- _Task details_
Rewrite the dentry cache thread below from "Right now, it" up to and including "return a 0..", replacing "timeout" with "expiry window".

Sam,
>
> I think we try to keep the kmod simple so that its only forwarding
> requests to the daemon. Caching fits better in the daemon if that's
> the case.
Sure.. Okay.
> I'm confused now. Why do we need a dentry cache timeout?
i.e. only if we wish to take advantage of the kernel provided dcache.
Right now, it is as if the timeout is 0, i..e hits in the dcache is
treated like a miss
for all practical purposes since we do a full blown revalidate.
thanks,
Murali
>
> >
> > Basically, we would have to a check if dentry is valid based on
> > timeout and if expired
> > we can then return a 0..
> >
> >>
> >>> The downside is some strange errors such as the one that Emmanuel
> >>> is seeing with the NFS server workload..
> >>
> >> I think that's probably something else. His error is specific to
> >> readdir being done in chunks of 26, not with dentry revalidate/
> >> lookups, right?
> >
> > It is quite possible that this is what is causing his error. I did not
> > try it out yet..

- _Dataset content_
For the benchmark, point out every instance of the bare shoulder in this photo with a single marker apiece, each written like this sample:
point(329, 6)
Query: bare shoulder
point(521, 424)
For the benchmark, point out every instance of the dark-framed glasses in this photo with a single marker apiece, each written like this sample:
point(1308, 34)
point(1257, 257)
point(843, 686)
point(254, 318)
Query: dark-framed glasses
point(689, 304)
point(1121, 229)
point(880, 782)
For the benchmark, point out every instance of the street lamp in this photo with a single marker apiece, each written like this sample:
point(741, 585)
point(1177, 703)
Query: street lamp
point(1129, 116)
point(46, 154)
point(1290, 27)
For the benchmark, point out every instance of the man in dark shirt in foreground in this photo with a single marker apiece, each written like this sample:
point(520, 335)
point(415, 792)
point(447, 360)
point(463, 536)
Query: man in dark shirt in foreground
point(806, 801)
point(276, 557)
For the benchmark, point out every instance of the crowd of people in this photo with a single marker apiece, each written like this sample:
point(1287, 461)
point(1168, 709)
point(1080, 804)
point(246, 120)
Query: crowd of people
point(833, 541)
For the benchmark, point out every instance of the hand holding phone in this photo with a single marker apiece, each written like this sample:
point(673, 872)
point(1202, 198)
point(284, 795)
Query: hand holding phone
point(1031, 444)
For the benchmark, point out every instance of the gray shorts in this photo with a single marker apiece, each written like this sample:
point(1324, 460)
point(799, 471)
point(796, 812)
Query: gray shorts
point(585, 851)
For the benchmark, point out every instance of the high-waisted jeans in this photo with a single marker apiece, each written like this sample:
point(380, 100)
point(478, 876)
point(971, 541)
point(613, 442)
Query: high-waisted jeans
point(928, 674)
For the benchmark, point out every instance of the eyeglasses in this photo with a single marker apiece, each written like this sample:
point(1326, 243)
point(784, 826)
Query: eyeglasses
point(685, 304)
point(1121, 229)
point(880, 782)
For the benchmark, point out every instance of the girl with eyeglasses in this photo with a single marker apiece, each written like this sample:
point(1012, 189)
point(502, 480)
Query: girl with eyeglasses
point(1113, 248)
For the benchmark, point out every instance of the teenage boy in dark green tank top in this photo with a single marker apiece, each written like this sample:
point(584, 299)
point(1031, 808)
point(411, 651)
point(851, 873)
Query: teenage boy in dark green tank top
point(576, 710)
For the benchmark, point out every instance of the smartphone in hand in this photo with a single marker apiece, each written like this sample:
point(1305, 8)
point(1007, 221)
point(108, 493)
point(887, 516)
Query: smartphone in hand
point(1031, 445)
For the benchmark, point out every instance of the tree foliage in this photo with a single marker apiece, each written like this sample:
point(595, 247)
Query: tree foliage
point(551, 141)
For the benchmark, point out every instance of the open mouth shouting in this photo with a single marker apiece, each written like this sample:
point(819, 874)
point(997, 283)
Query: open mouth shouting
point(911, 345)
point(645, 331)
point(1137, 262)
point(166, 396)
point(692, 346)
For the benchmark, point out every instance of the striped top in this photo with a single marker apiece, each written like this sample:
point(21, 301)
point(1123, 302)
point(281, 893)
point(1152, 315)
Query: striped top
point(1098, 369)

- _Result of this task_
Right now, it is as if the expiry window is 0, i..e hits in the dcache is
treated like a miss
for all practical purposes since we do a full blown revalidate.
thanks,
Murali
>
> >
> > Basically, we would have to a check if dentry is valid based on
> > expiry window and if expired
> > we can then return a 0..